--- DATA IN THIS EXERCISE ---
* * *

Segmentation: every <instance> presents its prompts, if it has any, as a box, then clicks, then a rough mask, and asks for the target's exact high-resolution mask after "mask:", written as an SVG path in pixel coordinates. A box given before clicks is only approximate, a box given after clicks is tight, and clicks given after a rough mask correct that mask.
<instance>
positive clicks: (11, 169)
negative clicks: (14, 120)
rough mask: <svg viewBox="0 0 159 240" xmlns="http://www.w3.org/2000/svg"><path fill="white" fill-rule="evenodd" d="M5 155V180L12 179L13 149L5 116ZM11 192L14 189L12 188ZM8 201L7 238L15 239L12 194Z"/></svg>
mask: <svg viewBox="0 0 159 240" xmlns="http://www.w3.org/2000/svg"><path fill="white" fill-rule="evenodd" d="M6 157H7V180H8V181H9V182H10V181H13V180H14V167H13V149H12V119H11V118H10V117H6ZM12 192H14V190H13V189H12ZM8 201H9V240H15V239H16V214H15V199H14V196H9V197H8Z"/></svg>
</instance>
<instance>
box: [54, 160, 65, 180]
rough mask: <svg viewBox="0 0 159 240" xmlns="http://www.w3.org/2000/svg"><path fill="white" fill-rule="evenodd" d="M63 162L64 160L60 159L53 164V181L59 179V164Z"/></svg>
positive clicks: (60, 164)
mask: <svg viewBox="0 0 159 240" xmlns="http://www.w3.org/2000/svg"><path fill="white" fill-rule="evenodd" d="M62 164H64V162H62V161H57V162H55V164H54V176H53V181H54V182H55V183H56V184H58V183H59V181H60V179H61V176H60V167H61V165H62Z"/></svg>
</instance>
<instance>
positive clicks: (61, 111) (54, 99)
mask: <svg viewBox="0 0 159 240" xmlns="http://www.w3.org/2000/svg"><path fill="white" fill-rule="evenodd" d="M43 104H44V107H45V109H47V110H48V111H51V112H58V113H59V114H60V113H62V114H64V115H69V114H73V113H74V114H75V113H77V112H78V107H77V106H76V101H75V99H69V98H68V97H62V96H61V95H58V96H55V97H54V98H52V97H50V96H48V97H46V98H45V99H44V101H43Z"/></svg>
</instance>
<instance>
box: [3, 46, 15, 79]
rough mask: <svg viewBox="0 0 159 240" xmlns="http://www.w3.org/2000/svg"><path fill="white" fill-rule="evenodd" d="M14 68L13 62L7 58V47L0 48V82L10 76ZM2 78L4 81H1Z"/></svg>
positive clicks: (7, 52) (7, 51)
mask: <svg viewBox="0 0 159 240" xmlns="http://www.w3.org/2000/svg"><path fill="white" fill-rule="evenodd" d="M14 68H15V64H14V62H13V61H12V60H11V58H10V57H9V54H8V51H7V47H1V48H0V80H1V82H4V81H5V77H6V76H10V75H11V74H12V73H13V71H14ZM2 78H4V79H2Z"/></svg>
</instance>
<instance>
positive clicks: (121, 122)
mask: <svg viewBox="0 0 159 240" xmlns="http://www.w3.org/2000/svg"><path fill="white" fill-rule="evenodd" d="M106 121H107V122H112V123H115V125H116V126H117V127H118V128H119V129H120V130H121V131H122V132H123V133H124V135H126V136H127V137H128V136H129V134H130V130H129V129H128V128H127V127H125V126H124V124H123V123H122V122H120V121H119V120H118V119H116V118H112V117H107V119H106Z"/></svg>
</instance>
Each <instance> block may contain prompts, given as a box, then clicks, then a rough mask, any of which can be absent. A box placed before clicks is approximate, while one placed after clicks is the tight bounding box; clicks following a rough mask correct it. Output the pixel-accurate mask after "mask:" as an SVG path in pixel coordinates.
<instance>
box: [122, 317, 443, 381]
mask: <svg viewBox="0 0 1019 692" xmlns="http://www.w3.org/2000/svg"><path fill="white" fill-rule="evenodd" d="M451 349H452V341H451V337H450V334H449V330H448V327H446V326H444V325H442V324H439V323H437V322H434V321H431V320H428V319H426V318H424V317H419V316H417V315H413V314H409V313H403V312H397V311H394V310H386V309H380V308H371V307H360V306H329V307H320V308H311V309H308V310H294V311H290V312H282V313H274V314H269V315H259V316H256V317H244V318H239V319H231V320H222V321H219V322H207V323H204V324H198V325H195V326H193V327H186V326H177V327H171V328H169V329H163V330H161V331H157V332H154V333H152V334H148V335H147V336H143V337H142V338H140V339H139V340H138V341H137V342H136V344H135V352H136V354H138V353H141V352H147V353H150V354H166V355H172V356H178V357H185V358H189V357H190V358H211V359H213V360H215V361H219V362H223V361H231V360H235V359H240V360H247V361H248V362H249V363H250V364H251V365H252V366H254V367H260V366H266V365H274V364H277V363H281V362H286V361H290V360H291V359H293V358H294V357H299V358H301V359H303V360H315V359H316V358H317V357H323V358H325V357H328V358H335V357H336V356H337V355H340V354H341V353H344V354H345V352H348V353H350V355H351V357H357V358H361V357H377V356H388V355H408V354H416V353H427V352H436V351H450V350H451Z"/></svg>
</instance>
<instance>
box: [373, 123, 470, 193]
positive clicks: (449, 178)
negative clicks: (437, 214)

* * *

--- TASK ITEM ---
List each line of the records above that contains the word "negative", reproducing every such line in full.

--- YOUR SOLUTION ---
negative clicks: (14, 120)
negative clicks: (437, 214)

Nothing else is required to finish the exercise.